- [Task to carry out] When a line in the entries contains the word "below", copy that line in full.
____ Records to process
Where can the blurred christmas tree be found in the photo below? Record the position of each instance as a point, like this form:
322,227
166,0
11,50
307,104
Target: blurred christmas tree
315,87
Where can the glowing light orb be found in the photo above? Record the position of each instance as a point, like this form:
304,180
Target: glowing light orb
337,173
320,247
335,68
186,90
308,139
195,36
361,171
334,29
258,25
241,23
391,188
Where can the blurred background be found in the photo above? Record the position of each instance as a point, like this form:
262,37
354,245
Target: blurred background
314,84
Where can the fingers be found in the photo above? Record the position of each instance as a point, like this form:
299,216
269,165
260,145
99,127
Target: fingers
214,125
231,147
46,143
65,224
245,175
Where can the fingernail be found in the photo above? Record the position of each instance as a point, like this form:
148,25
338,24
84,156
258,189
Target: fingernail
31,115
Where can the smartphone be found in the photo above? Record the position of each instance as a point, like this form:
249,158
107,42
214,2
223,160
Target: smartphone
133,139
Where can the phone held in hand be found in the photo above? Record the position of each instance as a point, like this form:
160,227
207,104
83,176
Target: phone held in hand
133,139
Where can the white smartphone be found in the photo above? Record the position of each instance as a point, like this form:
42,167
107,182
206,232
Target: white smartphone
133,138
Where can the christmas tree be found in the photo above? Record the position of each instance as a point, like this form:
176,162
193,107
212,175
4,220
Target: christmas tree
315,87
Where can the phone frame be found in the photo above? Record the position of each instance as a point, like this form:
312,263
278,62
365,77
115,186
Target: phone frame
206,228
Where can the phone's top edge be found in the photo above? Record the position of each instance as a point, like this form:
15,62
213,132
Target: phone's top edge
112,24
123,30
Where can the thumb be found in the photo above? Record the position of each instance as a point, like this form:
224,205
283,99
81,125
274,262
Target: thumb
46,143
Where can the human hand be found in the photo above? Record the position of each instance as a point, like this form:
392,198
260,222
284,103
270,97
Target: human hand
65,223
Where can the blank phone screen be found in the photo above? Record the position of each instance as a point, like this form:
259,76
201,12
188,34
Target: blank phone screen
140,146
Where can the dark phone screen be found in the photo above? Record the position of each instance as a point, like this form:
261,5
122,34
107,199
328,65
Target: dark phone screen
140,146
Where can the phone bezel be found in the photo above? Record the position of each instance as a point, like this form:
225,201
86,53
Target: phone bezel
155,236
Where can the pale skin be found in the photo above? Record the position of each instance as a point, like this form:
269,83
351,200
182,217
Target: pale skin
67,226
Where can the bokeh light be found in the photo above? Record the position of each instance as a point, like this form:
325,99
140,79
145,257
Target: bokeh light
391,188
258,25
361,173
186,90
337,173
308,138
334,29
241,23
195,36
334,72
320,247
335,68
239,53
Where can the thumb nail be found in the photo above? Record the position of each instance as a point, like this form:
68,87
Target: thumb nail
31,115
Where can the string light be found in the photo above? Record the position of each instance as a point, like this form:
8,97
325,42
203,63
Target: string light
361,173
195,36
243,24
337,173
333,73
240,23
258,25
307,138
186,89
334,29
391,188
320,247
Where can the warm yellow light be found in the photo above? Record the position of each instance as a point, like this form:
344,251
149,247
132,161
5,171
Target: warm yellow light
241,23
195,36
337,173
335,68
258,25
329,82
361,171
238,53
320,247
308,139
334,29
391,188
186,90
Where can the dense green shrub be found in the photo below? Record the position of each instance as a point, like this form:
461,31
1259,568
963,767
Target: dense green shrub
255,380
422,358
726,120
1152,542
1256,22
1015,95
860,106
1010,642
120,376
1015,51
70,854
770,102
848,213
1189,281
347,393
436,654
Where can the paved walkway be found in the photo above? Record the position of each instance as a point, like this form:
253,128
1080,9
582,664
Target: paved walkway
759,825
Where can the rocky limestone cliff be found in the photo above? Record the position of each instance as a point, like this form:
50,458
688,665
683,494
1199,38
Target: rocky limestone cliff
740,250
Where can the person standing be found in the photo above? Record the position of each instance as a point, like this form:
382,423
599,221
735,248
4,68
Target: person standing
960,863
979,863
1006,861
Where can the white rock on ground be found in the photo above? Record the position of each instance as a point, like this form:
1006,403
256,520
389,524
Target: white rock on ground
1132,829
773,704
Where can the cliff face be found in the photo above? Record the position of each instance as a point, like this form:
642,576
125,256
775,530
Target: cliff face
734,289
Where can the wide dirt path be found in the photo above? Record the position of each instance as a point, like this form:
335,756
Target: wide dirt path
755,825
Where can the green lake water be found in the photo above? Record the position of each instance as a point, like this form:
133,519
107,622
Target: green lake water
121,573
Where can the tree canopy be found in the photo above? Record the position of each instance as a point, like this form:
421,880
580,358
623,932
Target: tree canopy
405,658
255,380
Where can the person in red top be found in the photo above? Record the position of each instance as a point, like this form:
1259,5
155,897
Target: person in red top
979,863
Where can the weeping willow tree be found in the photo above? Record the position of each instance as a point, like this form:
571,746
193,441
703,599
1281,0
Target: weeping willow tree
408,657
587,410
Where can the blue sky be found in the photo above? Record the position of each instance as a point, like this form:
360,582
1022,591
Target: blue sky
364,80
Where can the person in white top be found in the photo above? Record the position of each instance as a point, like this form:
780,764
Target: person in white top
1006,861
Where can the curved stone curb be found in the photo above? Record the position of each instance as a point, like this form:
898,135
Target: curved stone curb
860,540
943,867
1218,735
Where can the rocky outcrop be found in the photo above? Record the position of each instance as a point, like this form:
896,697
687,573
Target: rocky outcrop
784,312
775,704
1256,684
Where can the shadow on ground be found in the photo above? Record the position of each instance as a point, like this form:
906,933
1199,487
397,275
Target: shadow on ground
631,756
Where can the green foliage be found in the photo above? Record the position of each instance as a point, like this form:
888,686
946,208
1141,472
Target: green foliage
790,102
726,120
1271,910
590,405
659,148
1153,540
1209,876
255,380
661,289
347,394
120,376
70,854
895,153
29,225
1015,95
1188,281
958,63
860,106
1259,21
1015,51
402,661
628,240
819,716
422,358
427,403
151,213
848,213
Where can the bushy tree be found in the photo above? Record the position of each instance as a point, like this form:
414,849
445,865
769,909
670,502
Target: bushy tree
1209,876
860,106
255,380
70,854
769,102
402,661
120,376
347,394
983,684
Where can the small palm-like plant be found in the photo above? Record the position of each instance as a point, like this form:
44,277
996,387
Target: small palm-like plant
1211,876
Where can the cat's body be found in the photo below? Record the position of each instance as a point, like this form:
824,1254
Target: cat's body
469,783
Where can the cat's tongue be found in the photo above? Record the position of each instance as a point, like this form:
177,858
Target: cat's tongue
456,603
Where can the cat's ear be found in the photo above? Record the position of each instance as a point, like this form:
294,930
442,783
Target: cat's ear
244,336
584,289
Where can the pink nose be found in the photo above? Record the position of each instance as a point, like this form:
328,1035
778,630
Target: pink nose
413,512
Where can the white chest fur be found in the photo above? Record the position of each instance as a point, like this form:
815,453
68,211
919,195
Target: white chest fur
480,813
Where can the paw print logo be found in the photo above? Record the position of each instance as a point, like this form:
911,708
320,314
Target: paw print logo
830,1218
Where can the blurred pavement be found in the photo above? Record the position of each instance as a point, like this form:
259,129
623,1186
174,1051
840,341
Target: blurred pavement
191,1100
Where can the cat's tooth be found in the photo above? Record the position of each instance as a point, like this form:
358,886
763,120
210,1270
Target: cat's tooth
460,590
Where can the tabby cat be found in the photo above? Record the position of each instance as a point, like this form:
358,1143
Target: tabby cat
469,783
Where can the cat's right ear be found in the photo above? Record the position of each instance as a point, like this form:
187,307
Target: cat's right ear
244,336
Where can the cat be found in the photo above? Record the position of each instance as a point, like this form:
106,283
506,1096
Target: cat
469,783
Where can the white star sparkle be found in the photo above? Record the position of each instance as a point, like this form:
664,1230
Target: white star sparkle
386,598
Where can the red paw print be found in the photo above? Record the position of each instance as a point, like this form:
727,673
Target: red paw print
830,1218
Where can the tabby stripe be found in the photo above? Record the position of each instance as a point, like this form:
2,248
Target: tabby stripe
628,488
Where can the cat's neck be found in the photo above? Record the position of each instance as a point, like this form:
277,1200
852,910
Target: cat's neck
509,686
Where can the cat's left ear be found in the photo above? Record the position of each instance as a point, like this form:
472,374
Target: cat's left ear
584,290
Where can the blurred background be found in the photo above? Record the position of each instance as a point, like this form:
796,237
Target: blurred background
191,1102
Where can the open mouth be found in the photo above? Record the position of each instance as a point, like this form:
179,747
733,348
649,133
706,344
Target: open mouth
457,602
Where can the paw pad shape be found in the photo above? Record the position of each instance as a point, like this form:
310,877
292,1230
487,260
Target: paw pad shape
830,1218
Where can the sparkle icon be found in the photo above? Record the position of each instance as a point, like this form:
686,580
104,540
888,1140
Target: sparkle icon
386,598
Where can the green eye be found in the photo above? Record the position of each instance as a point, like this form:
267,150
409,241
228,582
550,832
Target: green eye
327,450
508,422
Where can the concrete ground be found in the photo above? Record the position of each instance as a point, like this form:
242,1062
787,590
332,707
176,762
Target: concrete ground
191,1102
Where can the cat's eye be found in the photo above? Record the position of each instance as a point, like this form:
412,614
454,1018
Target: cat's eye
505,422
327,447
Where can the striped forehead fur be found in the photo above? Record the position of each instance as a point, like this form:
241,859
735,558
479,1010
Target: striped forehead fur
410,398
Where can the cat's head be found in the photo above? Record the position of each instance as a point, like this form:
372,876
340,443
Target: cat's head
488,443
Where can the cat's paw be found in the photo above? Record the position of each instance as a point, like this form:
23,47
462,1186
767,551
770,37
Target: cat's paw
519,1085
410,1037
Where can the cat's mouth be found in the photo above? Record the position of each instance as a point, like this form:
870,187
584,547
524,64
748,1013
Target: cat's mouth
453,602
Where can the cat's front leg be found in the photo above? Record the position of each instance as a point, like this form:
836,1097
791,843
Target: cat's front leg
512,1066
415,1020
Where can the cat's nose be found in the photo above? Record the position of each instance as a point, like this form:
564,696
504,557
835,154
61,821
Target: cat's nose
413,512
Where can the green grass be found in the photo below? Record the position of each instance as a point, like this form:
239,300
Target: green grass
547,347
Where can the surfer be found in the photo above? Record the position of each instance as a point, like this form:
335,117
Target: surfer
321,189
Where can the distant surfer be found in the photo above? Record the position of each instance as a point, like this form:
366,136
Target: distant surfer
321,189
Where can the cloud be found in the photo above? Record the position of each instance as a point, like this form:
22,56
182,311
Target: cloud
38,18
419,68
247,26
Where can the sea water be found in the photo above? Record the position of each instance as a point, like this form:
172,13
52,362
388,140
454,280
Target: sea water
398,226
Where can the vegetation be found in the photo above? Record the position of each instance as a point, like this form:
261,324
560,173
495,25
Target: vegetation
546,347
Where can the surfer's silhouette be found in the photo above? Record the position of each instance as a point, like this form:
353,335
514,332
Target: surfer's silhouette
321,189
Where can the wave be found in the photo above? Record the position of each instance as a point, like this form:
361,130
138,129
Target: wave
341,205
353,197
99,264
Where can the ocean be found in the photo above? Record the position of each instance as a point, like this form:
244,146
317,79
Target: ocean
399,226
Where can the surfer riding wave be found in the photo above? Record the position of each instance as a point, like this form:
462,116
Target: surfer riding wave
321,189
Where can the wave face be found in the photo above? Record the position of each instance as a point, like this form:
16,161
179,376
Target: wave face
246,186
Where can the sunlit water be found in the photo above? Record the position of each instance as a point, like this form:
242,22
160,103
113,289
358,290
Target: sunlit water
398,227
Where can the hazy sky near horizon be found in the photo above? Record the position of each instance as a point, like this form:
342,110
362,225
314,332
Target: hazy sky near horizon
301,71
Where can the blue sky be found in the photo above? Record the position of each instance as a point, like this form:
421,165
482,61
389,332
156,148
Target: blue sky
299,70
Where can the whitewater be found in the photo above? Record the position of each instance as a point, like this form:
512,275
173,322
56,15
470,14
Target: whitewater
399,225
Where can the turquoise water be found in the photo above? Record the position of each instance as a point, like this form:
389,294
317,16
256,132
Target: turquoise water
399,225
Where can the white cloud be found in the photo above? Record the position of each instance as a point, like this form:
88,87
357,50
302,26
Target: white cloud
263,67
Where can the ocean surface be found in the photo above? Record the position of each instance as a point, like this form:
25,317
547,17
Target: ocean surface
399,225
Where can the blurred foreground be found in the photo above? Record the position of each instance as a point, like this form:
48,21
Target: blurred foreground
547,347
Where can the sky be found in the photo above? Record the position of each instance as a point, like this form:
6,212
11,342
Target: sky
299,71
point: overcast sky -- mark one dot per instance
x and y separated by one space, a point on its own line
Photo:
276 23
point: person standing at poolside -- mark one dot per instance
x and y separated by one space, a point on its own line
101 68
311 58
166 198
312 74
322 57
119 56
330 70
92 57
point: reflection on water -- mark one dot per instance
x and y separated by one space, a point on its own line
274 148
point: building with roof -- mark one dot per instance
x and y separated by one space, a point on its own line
________
- [Exercise solution]
Where can the blurred christmas tree be found in the photo below? Record the position of each instance as a point, like this form:
Where can the dense green shrub be found in the photo below? Record the position of each instance as a point, like this form:
Where can the cat's body be found in the photo below? Record the position of each instance as a point, like this form:
Where can the green grass be found in the photo below? Record the position of each instance as a point, like this form:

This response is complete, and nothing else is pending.